[Data entries]

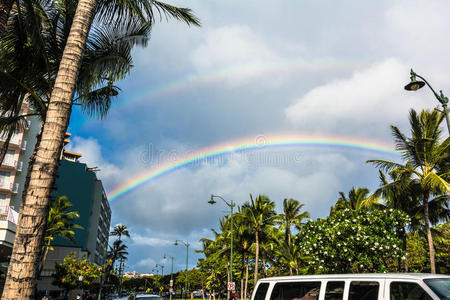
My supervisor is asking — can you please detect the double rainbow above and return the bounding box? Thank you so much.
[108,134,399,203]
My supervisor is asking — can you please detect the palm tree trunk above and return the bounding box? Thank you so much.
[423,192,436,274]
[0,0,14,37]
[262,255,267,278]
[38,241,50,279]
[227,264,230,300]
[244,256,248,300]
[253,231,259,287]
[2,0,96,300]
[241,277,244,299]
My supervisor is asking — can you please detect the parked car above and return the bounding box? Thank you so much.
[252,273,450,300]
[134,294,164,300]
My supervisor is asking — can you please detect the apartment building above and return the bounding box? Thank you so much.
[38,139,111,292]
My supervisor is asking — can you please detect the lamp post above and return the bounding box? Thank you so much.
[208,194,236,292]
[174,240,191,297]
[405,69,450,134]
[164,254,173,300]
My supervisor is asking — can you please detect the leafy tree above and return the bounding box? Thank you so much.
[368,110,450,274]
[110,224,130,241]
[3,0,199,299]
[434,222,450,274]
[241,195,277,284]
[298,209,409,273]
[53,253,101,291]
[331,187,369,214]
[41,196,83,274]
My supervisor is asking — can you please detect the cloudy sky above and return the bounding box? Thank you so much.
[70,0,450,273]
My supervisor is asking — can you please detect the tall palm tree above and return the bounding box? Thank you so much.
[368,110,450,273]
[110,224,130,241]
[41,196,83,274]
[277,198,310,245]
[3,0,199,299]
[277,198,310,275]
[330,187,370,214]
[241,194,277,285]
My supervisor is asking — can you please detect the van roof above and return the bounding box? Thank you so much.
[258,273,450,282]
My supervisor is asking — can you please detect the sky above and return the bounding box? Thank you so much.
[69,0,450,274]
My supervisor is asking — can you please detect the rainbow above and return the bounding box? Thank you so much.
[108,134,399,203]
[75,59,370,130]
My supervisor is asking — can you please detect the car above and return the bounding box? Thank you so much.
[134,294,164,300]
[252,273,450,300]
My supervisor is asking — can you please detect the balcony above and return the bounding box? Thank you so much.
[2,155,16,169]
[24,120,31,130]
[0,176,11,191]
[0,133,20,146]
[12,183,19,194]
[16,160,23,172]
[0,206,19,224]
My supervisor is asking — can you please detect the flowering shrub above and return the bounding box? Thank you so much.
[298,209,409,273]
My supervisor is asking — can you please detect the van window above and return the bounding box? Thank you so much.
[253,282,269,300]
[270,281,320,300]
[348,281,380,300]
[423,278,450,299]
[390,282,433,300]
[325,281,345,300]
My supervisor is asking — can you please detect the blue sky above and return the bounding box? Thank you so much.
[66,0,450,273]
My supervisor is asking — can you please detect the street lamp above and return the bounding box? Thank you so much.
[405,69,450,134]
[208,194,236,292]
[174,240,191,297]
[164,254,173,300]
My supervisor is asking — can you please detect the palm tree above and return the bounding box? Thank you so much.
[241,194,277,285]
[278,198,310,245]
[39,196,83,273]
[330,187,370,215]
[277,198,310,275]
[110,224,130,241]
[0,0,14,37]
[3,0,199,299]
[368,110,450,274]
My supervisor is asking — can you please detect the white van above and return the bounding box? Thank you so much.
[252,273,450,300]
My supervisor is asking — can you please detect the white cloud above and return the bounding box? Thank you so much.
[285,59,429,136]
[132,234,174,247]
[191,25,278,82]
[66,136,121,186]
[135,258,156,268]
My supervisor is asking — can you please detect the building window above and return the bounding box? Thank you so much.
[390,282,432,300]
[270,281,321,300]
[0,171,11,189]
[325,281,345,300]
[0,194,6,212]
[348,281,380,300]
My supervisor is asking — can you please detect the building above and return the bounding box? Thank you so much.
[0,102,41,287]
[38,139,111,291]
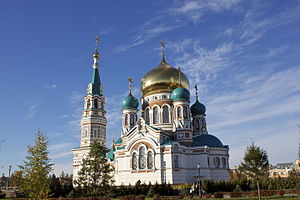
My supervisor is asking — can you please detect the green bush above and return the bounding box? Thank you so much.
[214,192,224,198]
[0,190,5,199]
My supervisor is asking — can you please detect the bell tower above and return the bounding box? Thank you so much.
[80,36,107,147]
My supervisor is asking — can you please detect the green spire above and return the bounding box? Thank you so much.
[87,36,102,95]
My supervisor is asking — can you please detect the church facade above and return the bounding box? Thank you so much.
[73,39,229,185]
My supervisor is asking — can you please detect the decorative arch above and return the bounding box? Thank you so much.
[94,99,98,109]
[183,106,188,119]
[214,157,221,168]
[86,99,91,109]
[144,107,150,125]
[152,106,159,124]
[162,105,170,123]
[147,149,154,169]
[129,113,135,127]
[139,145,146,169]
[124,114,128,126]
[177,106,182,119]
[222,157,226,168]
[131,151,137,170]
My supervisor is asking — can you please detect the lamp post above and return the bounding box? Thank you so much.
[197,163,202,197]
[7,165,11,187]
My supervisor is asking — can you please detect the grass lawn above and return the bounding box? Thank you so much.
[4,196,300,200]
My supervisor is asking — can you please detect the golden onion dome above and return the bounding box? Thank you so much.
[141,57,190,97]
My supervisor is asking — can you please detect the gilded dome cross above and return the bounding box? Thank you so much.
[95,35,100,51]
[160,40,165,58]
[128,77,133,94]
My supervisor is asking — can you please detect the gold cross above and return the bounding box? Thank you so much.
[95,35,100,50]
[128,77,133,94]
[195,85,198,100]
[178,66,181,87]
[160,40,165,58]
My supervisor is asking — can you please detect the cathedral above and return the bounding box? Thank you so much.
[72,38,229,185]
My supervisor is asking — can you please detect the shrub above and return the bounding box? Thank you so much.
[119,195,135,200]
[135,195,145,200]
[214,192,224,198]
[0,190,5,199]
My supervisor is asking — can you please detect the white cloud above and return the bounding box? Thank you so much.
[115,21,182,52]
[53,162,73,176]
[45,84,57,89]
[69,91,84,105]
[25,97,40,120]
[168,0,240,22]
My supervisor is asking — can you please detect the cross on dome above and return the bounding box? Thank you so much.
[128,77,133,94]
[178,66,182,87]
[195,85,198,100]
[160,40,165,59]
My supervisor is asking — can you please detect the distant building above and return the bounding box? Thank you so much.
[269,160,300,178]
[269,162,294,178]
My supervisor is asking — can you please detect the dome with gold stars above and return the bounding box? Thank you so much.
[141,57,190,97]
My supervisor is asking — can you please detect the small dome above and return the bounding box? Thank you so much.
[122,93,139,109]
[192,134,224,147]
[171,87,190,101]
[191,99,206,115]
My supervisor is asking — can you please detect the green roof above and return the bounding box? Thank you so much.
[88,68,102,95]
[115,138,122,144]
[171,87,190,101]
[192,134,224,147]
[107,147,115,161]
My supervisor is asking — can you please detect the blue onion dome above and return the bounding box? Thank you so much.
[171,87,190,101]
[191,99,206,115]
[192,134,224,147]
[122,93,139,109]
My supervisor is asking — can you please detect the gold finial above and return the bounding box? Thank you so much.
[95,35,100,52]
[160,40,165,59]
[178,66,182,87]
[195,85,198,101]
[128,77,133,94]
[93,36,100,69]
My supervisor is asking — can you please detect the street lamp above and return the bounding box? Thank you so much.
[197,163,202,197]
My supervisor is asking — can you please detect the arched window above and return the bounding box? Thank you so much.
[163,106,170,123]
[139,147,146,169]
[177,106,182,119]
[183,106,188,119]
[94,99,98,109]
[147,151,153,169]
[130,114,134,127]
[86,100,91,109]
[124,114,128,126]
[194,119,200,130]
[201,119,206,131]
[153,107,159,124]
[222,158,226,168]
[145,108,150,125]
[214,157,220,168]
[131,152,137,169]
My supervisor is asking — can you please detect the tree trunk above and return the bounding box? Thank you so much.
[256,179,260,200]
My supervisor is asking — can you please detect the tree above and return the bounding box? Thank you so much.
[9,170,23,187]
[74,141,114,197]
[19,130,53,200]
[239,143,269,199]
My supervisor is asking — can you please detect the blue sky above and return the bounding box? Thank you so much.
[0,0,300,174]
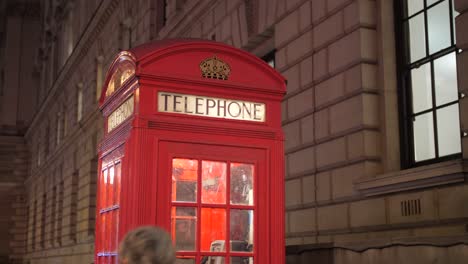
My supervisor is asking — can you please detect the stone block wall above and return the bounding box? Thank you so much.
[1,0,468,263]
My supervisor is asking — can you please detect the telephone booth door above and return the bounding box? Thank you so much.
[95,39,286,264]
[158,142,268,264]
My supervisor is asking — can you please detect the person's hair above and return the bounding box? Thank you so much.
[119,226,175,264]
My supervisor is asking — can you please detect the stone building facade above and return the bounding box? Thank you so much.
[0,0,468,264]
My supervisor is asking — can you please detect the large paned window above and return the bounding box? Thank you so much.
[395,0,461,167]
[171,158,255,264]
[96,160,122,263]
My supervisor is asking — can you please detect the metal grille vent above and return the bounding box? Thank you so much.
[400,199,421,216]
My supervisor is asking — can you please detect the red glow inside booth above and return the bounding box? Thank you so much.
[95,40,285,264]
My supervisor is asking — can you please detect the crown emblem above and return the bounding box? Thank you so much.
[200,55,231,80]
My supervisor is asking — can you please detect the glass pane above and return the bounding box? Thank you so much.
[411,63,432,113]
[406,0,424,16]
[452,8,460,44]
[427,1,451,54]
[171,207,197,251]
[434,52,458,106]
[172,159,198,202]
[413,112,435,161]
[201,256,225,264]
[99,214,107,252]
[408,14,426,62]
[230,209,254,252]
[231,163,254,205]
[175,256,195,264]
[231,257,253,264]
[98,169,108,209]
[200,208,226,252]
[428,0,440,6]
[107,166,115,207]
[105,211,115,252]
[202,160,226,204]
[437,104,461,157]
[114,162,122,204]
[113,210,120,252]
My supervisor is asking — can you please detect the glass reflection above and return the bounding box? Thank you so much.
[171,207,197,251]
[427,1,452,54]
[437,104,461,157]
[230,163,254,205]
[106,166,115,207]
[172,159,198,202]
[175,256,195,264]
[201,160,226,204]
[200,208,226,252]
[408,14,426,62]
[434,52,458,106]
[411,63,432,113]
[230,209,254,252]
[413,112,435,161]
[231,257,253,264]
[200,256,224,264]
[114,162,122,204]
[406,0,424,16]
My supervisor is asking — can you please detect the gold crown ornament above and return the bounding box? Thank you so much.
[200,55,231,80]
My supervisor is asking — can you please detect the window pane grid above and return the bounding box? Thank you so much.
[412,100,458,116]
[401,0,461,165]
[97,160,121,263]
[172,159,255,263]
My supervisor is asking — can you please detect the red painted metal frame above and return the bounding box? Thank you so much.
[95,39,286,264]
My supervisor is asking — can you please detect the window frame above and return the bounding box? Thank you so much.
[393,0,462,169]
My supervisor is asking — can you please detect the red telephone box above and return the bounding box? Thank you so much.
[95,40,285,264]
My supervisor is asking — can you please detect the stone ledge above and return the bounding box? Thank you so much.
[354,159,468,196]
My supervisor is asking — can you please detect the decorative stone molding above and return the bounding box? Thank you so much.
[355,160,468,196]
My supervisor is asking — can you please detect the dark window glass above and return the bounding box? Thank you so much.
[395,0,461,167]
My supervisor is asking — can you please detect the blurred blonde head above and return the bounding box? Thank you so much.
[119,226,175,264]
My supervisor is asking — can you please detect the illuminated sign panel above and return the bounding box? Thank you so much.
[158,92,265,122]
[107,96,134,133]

- _WRITTEN REQUEST_: Edit the lines between the one containing "the white van" and the one containing "[80,36,107,147]", inclusive, so that "supervisor" becomes "manager" and nothing else changes. Leave the pictures out of your answer.

- _SOLUTION TO THE PROBLEM_:
My manager is asking — can you please detect the white van above and return the bounding box? Thank you so much.
[252,273,450,300]
My manager is asking — can you please detect the white cloud above and return the bounding box? Thank you so much.
[285,59,429,136]
[132,234,174,247]
[191,25,278,82]
[66,136,121,186]
[135,258,156,268]
My manager is asking — can you please detect the building window above and return the bounding box? Thank you so much.
[390,282,432,300]
[270,281,321,300]
[0,171,11,189]
[325,281,345,300]
[0,194,6,212]
[348,281,380,300]
My manager is asking — can you please detect the building above and return the bounding box? Thank you so much.
[0,102,41,287]
[38,139,111,291]
My manager is asking — can you please detect the green bush above and return the bounding box? Thank you so much.
[214,192,224,198]
[0,190,5,199]
My manager is asking — can you please detect the bell tower above and return the bounding box? Thank you so much.
[80,36,107,147]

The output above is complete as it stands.